Work to complete – Whenever a line in the data holds the string "precise", copy that line.

[[ Data for this task, beginning ]]

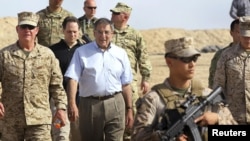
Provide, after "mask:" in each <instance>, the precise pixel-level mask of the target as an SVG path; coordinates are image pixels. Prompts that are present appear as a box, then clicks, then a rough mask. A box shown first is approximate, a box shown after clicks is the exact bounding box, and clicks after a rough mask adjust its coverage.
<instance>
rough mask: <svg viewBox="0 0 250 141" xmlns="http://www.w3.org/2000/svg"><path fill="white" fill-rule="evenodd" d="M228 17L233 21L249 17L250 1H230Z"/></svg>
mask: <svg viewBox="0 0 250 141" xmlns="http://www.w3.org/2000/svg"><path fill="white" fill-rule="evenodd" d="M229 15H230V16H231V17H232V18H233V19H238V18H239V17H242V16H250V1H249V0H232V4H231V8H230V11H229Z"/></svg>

[[ Data for this task, end ]]
[[ Data for this task, beginning ]]

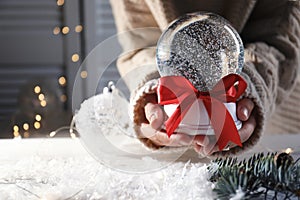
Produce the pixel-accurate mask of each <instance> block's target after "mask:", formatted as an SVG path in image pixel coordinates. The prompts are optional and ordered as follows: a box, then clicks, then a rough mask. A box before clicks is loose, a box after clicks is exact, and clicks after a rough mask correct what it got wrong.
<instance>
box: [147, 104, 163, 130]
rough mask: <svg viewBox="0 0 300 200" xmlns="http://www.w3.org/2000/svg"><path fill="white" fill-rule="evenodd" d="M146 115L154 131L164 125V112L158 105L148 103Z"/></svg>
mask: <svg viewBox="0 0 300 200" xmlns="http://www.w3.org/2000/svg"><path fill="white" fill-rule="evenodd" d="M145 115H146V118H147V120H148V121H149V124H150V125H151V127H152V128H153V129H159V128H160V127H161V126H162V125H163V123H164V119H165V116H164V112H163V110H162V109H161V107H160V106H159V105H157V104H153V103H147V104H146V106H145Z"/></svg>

[[ Data for this task, end ]]
[[ Data for this task, beginning ]]

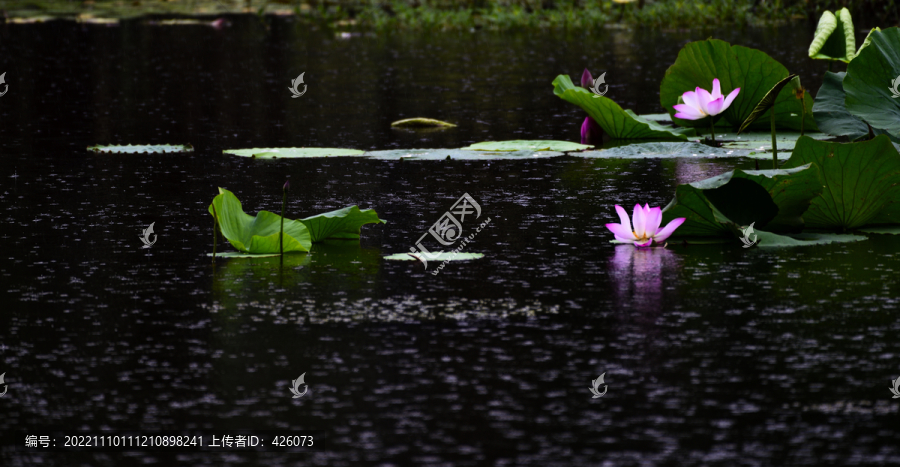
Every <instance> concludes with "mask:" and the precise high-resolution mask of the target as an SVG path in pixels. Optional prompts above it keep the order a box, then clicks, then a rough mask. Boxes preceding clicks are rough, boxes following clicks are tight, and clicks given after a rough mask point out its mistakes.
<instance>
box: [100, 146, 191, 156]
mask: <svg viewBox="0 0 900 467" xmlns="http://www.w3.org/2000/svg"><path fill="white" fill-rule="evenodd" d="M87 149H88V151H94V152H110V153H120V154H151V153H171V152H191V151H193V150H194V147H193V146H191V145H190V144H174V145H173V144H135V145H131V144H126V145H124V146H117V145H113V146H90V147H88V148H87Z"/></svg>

[[ Data for this task, end ]]

Solution to the problem –
Provide, after "mask:" in each <instance>, the precise pixel-level mask of the target as an SVG path; coordinates are image pixels. Prompts that are present appear as a box, then clicks, then a rough mask. A box shown first is approximate, a box shown after clicks is the exact bounding box, and clicks after a rough mask adjust its coverage.
Every <instance> concludes with "mask:" and the precise high-resolution mask of the target as an SVG path in pixels. Optional prompts above it keep the order a box, then clicks, then a rough mask. Boxes preceding clicks are rough, boxes following clicks are tight, and clicks given after a rough mask point out its mistakes.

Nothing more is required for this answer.